(Directions)
(a) Revise the passage on Georgi Manev, starting at "Georgi Manev ()" and ending at "in aerospace science.", and replace "physicist" with "scientist" throughout that span.
(b) Pick up the passage on Georgi Manev after its last sentence and write what comes next.

Georgi Manev () (15 January 1884 – 15 July 1965) was a Bulgarian physicist, founder of the Sofia University Department of Theoretical Physics, rector of Sofia University (1936–37) and education minister of Bulgaria (1938). His work, mostly known as the Manev field, is used today in aerospace science.

The articles he published in the 1920s have been noticed by Yusuke Hagihara and have been further analysed by Florin Diacu and co-workers.

Letter from Albert Einstein
Manev's gravitational theory ran counter to Albert Einstein’s theory of relativity. Einstein's less-than-glowing assessment of Manev’s theory had complicated his colleague’s prospects for a full professorship at Sofia University. In July 1929, Einstein wrote an apologetic letter to Manev, offering to help make the situation “good again.”

(Extracted material)
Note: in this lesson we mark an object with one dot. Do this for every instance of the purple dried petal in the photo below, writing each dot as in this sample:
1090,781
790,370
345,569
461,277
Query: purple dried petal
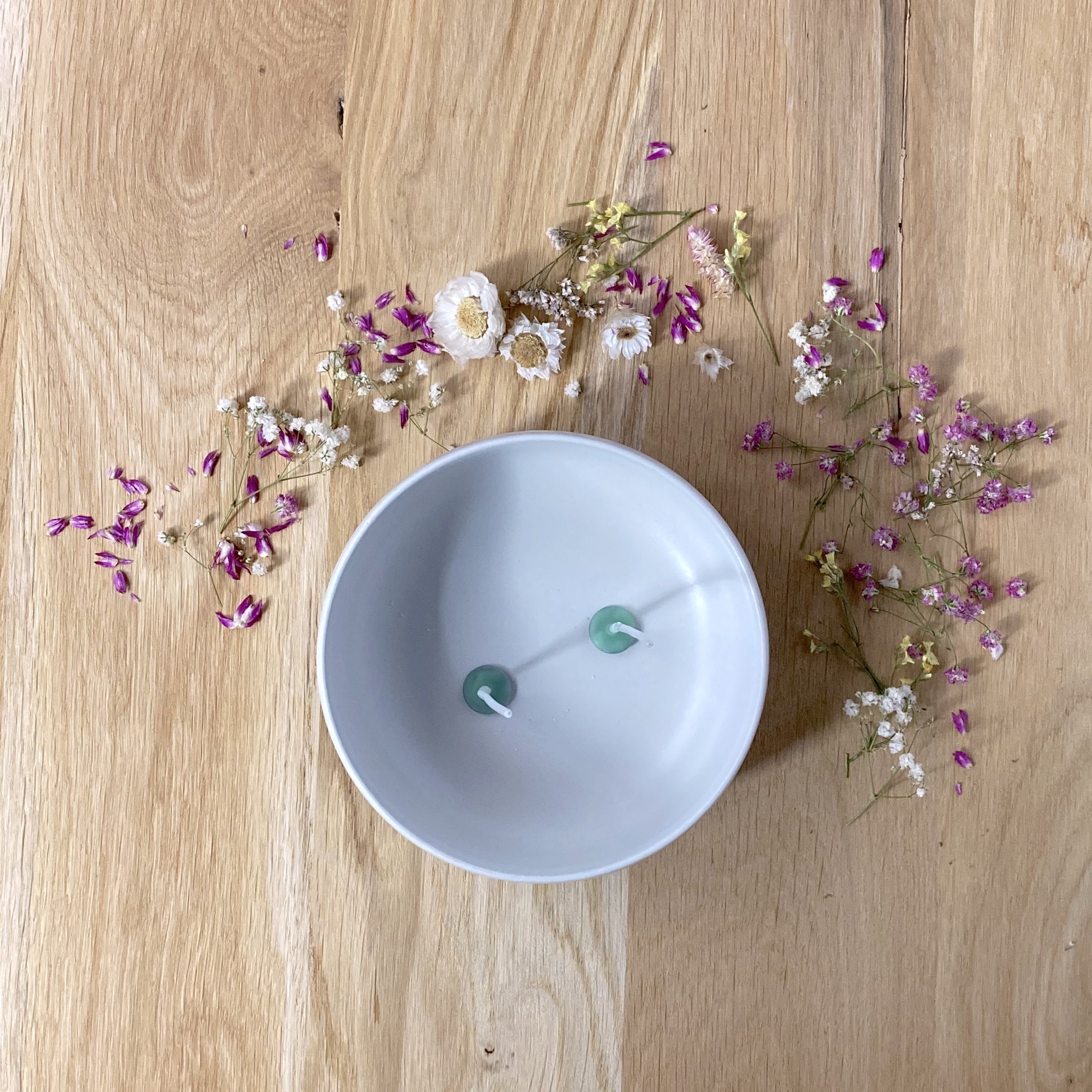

(Answers to each task)
(a)
Georgi Manev () (15 January 1884 – 15 July 1965) was a Bulgarian scientist, founder of the Sofia University Department of Theoretical Physics, rector of Sofia University (1936–37) and education minister of Bulgaria (1938). His work, mostly known as the Manev field, is used today in aerospace science.

(b)
The typewritten letter, signed “A. Einstein,” belongs to Manev's family and was subject of an art restoration project at the Winterthur/University of Delaware Program in Art Conservation (WUDPAC). The letter was creased, partly from being folded, mailed, and tucked into a book for safekeeping during World War II. The creases were retained, removing the adhesive tape without damaging the typed words on the paper.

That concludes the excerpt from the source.